## What is required
Return only the lines starting at the line that contains "Would you point out the gold decoration" and ending with the final line of the listing; include both endpoints.

## Stored items from a collection

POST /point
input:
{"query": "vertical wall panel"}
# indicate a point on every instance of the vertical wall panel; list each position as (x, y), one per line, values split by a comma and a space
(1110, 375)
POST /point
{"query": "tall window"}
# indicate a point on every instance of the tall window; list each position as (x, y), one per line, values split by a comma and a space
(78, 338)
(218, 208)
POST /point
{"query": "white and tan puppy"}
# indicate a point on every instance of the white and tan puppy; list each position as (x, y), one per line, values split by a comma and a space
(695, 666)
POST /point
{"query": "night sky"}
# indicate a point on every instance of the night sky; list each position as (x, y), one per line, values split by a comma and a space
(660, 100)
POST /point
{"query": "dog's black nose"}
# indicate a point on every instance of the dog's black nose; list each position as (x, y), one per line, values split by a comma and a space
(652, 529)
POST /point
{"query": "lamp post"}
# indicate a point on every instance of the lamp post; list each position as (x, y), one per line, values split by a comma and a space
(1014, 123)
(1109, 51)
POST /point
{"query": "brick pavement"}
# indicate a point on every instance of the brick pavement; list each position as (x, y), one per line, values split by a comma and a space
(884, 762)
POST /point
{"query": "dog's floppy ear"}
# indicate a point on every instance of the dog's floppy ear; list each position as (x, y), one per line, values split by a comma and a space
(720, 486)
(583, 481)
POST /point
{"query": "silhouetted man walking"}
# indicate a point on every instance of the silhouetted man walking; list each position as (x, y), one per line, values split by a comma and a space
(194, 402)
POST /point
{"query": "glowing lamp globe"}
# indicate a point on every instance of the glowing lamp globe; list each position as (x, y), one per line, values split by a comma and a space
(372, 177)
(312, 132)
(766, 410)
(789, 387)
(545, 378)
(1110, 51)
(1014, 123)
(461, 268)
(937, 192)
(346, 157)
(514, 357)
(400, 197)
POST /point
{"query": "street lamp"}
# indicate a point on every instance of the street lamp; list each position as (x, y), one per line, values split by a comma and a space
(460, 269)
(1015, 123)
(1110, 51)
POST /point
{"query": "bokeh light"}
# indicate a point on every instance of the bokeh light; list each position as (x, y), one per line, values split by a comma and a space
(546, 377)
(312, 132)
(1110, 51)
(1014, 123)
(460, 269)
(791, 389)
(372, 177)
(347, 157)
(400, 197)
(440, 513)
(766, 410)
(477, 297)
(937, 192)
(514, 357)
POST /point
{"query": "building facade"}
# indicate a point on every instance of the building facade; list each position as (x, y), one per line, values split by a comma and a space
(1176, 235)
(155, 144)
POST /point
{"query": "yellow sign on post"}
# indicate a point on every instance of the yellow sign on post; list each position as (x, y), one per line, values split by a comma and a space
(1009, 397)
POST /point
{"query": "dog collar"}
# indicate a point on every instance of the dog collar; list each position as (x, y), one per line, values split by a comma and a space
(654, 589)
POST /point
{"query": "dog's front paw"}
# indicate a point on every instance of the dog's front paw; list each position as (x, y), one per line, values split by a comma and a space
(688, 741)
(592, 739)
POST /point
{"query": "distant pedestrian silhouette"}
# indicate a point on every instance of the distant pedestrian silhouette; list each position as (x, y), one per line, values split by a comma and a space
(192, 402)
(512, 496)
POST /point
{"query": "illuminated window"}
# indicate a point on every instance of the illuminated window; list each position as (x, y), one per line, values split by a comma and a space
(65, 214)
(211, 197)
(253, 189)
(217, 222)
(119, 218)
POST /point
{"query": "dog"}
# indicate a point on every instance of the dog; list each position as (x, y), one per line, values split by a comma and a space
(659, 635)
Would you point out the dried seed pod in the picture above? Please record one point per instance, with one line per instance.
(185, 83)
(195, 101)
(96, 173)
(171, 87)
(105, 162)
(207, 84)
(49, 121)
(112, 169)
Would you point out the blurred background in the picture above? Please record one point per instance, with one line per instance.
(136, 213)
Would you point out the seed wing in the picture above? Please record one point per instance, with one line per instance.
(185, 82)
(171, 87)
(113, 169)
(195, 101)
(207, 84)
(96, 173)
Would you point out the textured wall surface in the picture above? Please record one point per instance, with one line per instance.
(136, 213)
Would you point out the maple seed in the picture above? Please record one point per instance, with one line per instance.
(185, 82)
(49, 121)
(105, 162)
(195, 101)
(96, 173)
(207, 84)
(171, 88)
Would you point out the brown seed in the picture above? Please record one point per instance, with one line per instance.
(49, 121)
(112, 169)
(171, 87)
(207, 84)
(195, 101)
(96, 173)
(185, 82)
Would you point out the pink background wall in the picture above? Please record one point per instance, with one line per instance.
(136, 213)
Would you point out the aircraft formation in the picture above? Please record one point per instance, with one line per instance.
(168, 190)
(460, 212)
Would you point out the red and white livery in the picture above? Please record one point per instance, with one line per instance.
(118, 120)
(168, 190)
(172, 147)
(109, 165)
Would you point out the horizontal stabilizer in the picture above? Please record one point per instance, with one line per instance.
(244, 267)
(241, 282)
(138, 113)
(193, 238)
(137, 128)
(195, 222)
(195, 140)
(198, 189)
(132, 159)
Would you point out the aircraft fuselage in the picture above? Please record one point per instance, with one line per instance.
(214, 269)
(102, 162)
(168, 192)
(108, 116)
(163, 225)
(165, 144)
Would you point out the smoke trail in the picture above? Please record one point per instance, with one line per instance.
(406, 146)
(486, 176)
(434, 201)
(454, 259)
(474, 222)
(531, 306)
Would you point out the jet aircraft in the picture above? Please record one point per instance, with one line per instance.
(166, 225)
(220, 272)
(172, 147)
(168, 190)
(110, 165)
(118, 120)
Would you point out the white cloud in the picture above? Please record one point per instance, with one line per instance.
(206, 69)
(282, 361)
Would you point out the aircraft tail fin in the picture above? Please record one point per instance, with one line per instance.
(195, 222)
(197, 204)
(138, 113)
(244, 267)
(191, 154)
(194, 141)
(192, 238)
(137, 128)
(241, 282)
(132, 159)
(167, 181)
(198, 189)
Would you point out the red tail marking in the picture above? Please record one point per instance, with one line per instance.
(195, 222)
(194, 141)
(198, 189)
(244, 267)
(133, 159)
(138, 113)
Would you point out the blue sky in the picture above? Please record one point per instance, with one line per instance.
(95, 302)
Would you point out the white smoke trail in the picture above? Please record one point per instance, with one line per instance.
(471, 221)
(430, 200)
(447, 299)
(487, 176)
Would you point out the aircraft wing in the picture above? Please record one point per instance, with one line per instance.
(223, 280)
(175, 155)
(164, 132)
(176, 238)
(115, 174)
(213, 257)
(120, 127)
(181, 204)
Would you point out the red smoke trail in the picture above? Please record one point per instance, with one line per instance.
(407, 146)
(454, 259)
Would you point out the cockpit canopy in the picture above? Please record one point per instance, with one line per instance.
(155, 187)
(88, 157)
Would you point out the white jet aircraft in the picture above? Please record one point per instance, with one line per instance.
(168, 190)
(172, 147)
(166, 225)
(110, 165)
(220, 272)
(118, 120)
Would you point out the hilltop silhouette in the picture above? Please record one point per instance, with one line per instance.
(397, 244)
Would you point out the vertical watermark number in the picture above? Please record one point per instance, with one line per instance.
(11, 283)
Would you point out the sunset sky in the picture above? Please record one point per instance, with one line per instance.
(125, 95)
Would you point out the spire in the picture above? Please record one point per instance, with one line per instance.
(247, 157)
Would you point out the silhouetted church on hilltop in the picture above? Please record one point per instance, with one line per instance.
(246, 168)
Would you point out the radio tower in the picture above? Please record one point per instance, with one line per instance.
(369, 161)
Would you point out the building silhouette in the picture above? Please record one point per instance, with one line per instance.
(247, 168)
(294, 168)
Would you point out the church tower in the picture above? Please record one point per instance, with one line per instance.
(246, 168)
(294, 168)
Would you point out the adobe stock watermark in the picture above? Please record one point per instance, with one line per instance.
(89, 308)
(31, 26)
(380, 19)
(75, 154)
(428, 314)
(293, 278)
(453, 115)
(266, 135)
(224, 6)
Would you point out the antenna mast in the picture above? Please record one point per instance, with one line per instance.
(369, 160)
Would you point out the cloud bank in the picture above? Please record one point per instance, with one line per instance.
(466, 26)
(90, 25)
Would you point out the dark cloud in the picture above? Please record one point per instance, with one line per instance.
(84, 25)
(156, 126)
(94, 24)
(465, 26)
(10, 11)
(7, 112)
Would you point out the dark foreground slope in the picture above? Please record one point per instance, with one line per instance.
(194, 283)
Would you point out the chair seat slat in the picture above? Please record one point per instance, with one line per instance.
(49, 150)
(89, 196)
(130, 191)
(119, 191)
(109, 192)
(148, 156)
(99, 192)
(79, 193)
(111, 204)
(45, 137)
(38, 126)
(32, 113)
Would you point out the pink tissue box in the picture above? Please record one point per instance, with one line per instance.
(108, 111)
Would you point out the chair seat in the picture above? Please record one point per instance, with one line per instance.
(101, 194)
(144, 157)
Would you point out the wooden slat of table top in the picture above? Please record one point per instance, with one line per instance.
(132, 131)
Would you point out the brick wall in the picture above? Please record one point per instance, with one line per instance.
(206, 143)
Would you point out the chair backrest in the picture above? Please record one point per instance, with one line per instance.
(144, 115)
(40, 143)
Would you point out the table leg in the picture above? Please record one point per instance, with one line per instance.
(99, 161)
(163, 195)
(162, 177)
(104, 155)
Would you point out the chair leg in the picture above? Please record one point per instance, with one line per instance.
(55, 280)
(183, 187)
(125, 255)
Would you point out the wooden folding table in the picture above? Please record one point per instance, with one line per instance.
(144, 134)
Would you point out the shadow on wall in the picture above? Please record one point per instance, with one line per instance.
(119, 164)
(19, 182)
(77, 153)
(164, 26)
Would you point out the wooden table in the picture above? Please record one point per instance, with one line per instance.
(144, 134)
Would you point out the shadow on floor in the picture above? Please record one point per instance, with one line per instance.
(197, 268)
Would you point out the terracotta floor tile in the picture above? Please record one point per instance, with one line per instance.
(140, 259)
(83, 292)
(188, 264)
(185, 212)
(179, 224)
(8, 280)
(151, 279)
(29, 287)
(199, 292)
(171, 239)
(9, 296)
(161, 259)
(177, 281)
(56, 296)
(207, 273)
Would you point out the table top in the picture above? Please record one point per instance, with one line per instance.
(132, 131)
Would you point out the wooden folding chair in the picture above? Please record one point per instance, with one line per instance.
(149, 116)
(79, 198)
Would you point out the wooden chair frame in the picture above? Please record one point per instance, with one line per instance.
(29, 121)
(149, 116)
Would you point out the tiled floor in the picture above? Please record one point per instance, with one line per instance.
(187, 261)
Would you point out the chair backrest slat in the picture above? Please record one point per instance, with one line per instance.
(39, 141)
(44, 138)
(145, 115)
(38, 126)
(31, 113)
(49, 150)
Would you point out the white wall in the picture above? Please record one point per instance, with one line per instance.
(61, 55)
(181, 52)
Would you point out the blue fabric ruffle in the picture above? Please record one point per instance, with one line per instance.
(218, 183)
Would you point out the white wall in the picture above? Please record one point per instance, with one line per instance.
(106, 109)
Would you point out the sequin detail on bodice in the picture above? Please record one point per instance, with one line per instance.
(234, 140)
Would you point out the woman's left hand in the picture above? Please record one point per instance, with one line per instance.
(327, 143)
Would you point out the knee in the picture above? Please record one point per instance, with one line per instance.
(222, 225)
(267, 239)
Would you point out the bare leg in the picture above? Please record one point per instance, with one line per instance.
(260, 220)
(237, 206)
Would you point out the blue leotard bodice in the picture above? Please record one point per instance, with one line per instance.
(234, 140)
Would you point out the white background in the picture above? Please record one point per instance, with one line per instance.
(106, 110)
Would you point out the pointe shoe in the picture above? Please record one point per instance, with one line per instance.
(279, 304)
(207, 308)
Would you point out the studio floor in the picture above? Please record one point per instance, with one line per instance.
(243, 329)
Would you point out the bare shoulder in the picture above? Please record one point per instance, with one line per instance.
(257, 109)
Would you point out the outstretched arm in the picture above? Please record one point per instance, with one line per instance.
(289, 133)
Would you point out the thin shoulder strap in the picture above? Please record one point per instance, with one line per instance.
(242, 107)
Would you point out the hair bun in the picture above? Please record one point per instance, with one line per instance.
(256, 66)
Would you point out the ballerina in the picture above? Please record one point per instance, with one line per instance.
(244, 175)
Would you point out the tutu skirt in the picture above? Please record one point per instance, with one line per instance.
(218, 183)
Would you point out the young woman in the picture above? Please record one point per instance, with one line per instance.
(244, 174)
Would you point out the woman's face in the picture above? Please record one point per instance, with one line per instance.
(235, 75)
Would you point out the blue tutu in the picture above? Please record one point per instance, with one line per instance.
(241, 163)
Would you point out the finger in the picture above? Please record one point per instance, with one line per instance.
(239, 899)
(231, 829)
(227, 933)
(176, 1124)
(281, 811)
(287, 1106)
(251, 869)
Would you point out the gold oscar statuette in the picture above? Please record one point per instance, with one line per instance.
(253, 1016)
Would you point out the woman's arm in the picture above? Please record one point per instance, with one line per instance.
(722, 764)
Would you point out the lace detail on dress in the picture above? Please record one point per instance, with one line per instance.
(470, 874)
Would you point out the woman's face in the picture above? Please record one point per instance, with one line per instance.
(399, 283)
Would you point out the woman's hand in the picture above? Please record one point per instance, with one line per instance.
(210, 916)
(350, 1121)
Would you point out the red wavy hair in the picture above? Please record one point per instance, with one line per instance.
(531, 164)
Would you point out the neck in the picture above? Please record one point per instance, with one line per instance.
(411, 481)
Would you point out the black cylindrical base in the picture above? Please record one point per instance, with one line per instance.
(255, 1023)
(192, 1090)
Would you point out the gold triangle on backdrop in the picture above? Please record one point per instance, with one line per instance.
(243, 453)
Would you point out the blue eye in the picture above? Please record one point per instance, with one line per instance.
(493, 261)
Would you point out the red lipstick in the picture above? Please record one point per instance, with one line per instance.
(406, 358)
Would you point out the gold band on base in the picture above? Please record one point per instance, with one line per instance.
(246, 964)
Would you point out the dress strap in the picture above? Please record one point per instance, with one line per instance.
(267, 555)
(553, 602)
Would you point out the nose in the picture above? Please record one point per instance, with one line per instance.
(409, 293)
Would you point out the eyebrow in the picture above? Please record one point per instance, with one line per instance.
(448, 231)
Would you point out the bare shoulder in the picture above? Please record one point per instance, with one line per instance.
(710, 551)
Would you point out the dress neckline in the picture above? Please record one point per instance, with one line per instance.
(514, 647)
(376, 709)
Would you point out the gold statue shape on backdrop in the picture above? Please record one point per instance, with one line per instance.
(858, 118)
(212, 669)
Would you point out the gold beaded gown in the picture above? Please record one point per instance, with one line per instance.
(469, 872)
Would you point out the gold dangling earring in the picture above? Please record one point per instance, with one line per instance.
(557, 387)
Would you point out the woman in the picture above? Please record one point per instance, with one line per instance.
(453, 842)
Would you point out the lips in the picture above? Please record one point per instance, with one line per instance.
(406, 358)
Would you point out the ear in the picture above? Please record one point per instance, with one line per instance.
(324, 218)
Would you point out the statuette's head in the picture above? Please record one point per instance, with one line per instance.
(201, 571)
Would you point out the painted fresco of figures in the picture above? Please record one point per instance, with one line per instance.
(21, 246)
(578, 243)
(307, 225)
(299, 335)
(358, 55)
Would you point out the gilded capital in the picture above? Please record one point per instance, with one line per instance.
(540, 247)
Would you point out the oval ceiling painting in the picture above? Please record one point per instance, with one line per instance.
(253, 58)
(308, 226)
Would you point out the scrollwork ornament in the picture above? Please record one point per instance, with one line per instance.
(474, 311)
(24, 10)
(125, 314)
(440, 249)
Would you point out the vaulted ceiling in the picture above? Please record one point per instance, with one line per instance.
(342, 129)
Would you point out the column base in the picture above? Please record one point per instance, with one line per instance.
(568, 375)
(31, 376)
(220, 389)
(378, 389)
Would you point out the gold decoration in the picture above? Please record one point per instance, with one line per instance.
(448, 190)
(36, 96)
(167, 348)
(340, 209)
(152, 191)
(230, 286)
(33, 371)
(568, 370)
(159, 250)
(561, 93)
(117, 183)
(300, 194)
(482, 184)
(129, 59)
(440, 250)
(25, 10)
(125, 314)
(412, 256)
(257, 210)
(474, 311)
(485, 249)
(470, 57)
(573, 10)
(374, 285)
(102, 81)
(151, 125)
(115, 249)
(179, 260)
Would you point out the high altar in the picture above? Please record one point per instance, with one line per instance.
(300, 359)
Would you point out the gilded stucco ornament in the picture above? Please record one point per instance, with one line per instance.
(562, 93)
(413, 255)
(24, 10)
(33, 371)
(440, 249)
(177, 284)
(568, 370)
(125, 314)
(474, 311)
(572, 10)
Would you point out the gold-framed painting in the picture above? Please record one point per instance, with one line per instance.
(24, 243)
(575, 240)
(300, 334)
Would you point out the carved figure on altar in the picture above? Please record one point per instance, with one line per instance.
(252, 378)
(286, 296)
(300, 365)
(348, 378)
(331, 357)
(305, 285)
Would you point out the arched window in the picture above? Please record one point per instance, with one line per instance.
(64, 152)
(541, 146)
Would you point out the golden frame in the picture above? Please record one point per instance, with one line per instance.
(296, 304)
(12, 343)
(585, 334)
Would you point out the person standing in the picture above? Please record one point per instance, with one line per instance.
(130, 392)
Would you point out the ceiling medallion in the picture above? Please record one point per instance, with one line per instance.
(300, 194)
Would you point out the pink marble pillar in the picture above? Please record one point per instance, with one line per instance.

## Complete output
Would you point out the gold decoration in the picture above? Please record one point per instance, with one line per instance.
(448, 190)
(36, 96)
(167, 348)
(340, 209)
(152, 191)
(230, 286)
(33, 371)
(568, 370)
(159, 250)
(561, 93)
(117, 183)
(300, 194)
(482, 184)
(129, 59)
(440, 250)
(25, 10)
(125, 314)
(412, 256)
(257, 210)
(474, 311)
(485, 249)
(470, 57)
(573, 10)
(374, 285)
(102, 81)
(151, 125)
(115, 249)
(179, 260)
Would you point out the high altar in the picture above? Please record one point per instance, with one line per instance.
(300, 359)
Would you point out the gilded stucco ornament in the picture above? Please record one point per instance, with one line per instance.
(562, 93)
(413, 255)
(24, 10)
(33, 371)
(440, 249)
(177, 284)
(568, 370)
(125, 314)
(474, 311)
(572, 10)
Would you point out the gold-framed painting in the picture above? Please record one point per instance, with one line per instance.
(24, 243)
(575, 240)
(300, 334)
Would you point out the carved figure on altar in the picture above? Please record one point per instance, with one line per instance.
(252, 378)
(286, 296)
(300, 365)
(348, 378)
(331, 357)
(305, 285)
Would you point out the arched window in the picture above? Please record one point per instance, with one line per instance.
(64, 152)
(541, 146)
Would you point out the golden frame in the picture above? Please record one point per instance, with one line per instance.
(296, 304)
(12, 343)
(585, 334)
Would you point out the person standing in the picture above? Please record one point per instance, with one line per instance.
(130, 392)
Would you point out the ceiling medallion in the picture above? Please record one point per instance, with one line per instance.
(300, 194)
Would you point out the pink marble pillar in the picture above? Please record one point per instance, with one line per instance.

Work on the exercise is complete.